Return each line of the data below exactly, omitting any pictures.

• • •

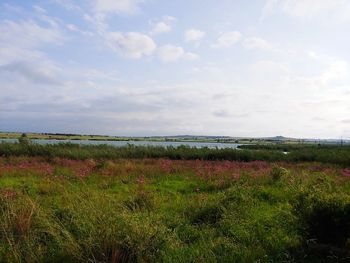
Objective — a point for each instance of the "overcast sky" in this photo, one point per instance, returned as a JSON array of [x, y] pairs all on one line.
[[165, 67]]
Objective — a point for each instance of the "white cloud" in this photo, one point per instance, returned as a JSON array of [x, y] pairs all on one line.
[[133, 45], [116, 6], [170, 53], [256, 43], [161, 27], [194, 35], [228, 39], [28, 34]]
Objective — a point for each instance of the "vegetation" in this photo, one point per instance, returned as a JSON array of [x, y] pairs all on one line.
[[328, 154], [73, 203], [160, 210]]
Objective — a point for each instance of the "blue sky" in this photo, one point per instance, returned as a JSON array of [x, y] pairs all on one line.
[[152, 67]]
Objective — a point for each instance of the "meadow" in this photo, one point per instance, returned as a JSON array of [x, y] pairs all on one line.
[[69, 203]]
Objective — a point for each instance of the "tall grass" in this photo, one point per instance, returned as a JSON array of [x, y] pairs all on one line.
[[172, 211]]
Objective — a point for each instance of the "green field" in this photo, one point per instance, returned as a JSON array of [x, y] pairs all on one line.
[[71, 203]]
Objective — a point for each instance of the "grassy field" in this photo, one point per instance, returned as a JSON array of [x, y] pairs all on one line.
[[71, 203], [161, 210]]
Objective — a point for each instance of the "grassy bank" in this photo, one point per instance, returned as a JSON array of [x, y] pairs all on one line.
[[327, 154], [63, 210]]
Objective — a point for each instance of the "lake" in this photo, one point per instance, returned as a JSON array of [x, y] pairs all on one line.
[[137, 143]]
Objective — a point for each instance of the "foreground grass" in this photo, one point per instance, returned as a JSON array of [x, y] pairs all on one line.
[[63, 210]]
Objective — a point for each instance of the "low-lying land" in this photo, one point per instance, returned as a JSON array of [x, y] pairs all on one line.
[[69, 203]]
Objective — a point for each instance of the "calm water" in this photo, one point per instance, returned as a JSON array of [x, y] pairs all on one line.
[[138, 143]]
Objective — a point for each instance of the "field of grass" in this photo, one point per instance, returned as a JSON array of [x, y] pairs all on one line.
[[160, 210], [309, 153]]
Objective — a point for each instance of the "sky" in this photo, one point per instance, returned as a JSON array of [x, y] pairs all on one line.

• • •

## Answer to this task
Objective — a point for each instance of the "overcast sky" in this photo, one point per instance, returned as a JSON array of [x, y] pairs all on one line.
[[165, 67]]
Objective — a point for each instance of the "white cloud" in this photo, one point per instance, returned as a JSON array of [x, y] pairs all on one line.
[[133, 45], [116, 6], [170, 53], [256, 43], [161, 27], [194, 35], [228, 39], [28, 34]]
Objective — a point for each instance of the "vegetation" in this photo, one point per instance, returned as a JSON array of [x, y] pairs all on one line.
[[328, 154], [73, 203], [160, 210]]
Objective — a point for each instance of the "blue sky" in this photo, one point per instance, returned as a JSON array of [x, y] pairs all on one line.
[[152, 67]]
Objective — a point for each instance of the "meadow" in this photo, one point per instance, returned as a JSON array of [x, y] pairs all on one line.
[[69, 203]]
Objective — a point for each instance of the "tall grass" in this photo, one point per instance, returned as a JSON array of [x, y] pairs all on one line.
[[172, 211]]
Objective — a point for each instance of the "green field" in this photo, one point per instance, returned as a JSON array of [x, y] pairs all on one line.
[[71, 203]]
Objective — a point for each instance of the "grassy field" in this photo, one point per instance, returned as a JSON array of [x, y] pairs all on one line.
[[71, 203], [161, 210]]
Objective — a point for each instance of the "grassy bank" in this photo, one point per instance, returned as a JSON array of [x, y] pairs all on one line.
[[327, 154], [63, 210]]
Objective — a point for each instance of the "lake" in this photo, one point per instance, returned as a JSON array of [x, y] pairs all on one line.
[[137, 143]]
Objective — a point for each instance of the "foreground grass" in this photo, one point per instance, returned as a JSON array of [x, y] pairs all on one line.
[[63, 210]]
Objective — a point for each instance of the "low-lying land" in this photo, one point per instance, returned as a JSON array of [x, y] pairs all on one line.
[[69, 203]]
Objective — a point for each instance of the "calm water" in this photo, one point per instance, returned as a JSON array of [x, y] pairs all on one line.
[[138, 143]]
Objective — a point for each instance of the "field of grass" in this photo, one point per instance, returned as a JSON array of [x, y] pairs all on one line.
[[160, 210], [309, 153]]
Objective — a point for each instance of the "sky" in this photo, one point per instance, returned as a JSON array of [x, y] pairs all on one line.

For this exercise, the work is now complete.